Aim of the task :: All lines from the one with "Query: ceiling fan blade" through the final line below are to be reproduced exactly; omit the others.

Segment Start: Supplied entries

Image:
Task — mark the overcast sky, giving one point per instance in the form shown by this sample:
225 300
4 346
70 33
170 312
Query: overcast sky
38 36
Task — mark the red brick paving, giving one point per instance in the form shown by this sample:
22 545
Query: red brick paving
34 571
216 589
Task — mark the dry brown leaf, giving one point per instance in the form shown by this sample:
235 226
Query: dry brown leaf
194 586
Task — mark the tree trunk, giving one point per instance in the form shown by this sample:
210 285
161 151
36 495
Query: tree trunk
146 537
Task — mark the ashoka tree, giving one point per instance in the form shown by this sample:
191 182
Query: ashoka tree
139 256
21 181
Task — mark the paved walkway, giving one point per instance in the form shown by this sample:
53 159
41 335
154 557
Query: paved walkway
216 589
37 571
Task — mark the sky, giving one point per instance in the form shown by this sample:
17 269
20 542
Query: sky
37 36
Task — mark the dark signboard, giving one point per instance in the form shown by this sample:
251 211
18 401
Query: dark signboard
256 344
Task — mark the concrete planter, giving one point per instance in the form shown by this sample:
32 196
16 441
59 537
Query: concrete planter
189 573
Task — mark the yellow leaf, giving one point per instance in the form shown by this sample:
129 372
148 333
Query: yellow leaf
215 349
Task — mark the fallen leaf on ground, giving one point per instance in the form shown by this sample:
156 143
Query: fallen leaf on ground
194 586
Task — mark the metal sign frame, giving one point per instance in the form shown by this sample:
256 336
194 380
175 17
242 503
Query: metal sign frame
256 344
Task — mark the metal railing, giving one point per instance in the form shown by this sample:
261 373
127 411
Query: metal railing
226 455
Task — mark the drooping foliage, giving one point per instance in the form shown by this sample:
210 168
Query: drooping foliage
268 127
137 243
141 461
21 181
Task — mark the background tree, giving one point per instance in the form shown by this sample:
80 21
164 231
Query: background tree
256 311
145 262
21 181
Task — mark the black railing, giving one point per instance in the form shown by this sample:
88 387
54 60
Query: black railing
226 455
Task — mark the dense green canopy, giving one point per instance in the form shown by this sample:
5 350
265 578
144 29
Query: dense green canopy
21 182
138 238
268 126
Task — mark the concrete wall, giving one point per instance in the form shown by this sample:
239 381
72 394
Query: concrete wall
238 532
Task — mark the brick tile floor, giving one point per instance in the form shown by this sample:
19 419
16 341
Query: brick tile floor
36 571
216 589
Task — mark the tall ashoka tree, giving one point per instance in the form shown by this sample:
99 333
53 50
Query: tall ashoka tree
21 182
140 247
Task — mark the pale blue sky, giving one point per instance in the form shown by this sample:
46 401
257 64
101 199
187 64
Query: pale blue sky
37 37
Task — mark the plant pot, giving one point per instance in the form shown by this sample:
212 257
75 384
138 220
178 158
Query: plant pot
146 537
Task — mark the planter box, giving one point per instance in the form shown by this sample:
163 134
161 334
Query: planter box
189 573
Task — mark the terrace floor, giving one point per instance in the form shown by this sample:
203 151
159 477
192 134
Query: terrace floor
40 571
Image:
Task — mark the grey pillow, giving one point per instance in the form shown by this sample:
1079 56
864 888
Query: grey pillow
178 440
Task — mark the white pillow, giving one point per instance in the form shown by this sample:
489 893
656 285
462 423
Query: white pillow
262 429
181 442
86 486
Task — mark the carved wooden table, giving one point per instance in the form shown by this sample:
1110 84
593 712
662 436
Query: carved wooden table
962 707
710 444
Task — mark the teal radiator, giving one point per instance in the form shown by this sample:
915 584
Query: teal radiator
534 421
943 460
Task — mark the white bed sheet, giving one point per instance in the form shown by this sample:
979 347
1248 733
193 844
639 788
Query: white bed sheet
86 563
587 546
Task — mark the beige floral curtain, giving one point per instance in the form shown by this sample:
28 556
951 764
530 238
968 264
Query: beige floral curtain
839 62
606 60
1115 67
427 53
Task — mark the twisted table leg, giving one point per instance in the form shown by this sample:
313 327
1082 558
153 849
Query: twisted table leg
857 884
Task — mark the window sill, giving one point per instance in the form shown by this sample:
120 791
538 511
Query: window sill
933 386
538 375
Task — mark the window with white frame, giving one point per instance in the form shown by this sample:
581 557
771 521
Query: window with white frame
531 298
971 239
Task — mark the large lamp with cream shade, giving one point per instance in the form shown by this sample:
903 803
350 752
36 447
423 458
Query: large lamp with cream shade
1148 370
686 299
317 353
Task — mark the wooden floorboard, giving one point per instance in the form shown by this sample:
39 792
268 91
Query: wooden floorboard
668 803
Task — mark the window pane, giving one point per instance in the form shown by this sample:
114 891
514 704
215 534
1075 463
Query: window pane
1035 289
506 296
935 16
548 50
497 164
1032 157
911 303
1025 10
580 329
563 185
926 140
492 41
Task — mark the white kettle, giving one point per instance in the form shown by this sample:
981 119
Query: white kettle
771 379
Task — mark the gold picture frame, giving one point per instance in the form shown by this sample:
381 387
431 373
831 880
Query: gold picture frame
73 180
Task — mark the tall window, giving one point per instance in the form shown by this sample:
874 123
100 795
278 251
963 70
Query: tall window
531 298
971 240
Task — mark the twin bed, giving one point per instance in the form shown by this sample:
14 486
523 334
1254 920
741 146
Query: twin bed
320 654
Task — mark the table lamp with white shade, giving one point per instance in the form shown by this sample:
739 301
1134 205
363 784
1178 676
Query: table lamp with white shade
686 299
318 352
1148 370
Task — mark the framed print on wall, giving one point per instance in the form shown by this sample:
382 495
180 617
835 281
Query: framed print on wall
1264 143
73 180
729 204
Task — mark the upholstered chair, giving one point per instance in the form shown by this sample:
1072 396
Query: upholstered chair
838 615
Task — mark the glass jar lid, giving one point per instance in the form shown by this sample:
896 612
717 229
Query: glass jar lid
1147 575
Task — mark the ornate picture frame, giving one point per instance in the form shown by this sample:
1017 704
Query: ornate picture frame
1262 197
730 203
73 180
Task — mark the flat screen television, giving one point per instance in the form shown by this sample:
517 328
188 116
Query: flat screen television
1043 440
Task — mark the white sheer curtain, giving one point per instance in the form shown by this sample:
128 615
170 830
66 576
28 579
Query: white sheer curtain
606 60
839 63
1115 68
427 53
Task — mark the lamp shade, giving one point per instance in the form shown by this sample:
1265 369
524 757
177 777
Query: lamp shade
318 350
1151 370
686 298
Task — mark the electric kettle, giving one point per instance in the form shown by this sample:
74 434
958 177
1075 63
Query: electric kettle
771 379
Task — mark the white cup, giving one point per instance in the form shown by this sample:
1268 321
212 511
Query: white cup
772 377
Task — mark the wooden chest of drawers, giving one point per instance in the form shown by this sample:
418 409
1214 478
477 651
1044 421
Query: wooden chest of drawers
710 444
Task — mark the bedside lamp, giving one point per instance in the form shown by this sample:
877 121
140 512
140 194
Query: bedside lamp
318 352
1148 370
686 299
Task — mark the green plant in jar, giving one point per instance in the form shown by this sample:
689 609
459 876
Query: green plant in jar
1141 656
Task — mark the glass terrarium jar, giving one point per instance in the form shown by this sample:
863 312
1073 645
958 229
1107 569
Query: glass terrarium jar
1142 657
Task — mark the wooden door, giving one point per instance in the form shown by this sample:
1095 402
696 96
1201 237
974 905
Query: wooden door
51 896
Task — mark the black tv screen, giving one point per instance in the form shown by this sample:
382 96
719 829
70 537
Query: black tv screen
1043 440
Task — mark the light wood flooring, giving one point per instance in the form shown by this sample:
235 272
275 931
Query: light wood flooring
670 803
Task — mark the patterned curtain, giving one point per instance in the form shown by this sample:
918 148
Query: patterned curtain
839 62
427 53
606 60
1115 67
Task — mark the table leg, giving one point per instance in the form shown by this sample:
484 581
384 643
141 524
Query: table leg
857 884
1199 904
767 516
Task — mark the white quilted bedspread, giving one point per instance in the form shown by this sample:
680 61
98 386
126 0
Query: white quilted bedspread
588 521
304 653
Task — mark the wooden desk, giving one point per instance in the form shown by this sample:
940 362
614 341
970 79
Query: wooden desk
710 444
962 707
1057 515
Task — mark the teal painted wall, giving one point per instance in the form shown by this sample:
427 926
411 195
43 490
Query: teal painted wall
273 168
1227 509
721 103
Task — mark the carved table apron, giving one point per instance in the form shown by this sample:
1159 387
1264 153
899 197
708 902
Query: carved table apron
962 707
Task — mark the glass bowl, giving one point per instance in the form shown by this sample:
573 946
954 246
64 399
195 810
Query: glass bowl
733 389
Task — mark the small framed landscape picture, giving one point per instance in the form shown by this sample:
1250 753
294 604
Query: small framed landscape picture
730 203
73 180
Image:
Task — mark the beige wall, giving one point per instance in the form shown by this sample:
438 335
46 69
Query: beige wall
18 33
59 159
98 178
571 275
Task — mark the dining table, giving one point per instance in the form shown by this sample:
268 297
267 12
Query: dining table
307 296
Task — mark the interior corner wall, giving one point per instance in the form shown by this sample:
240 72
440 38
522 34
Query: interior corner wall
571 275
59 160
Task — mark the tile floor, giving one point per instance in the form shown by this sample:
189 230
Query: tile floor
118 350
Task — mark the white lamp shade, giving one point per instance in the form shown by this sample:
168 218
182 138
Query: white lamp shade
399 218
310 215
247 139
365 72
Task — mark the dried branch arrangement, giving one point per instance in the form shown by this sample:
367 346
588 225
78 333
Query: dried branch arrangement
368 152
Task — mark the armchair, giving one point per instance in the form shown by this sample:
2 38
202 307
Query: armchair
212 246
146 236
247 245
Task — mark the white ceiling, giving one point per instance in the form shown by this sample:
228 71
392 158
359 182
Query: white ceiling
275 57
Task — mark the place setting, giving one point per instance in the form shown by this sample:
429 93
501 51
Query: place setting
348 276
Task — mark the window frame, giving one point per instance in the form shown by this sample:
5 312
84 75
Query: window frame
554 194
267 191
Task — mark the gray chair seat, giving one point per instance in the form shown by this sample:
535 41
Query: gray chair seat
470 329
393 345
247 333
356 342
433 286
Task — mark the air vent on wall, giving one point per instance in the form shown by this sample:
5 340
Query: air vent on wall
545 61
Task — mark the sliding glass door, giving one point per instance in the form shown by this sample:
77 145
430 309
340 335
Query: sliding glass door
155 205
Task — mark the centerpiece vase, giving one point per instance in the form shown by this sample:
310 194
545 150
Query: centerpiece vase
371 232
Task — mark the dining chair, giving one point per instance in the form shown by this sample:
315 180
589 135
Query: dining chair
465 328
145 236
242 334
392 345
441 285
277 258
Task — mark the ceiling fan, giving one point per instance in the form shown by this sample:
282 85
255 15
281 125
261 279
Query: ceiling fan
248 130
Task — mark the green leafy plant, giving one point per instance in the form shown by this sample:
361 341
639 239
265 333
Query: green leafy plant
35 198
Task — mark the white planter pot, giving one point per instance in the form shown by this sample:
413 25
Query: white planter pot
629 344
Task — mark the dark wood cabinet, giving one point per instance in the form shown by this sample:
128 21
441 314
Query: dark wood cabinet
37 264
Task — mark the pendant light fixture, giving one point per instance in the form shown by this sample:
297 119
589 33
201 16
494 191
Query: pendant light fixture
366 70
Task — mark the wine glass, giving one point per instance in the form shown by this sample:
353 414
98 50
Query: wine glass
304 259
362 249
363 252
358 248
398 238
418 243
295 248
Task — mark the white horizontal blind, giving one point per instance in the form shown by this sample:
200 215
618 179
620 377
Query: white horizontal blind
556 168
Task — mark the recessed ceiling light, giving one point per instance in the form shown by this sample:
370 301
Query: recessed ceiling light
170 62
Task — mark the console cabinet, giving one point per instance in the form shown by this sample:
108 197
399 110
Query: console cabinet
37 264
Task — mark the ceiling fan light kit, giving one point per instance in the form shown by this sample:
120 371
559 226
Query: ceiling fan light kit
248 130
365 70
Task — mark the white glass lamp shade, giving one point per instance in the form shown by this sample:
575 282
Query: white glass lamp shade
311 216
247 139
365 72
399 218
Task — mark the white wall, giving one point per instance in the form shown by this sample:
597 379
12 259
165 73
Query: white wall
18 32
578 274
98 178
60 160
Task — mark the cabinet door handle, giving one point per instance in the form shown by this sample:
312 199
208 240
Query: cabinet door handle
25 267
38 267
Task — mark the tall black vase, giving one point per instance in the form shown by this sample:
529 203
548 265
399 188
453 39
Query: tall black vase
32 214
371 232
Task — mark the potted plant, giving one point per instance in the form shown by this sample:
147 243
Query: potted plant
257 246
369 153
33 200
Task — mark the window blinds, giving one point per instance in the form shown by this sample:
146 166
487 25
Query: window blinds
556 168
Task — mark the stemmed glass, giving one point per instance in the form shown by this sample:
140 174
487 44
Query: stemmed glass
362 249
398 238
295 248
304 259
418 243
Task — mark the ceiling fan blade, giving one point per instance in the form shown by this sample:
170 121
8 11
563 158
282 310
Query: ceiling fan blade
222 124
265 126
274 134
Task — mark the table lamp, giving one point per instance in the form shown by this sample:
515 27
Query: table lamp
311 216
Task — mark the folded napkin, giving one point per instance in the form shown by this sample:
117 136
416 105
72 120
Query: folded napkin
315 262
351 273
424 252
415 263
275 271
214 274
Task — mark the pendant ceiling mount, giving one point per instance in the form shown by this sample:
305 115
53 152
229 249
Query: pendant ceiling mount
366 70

Segment End: Supplied entries

Worked solution ::
Query: ceiling fan blade
222 124
265 126
274 134
Task — mark the table lamp, giving one point per instance in the form shown by this sample:
515 27
Query: table lamp
311 216
Task — mark the folded napkin, giving one point per instance in the form shown by this sample:
117 136
416 105
72 120
Query: folded napkin
315 262
351 273
424 252
415 263
275 271
214 274
Task — mark the pendant ceiling mount, giving one point per instance in the form shown by this sample:
305 115
53 152
229 249
Query: pendant ceiling mount
366 70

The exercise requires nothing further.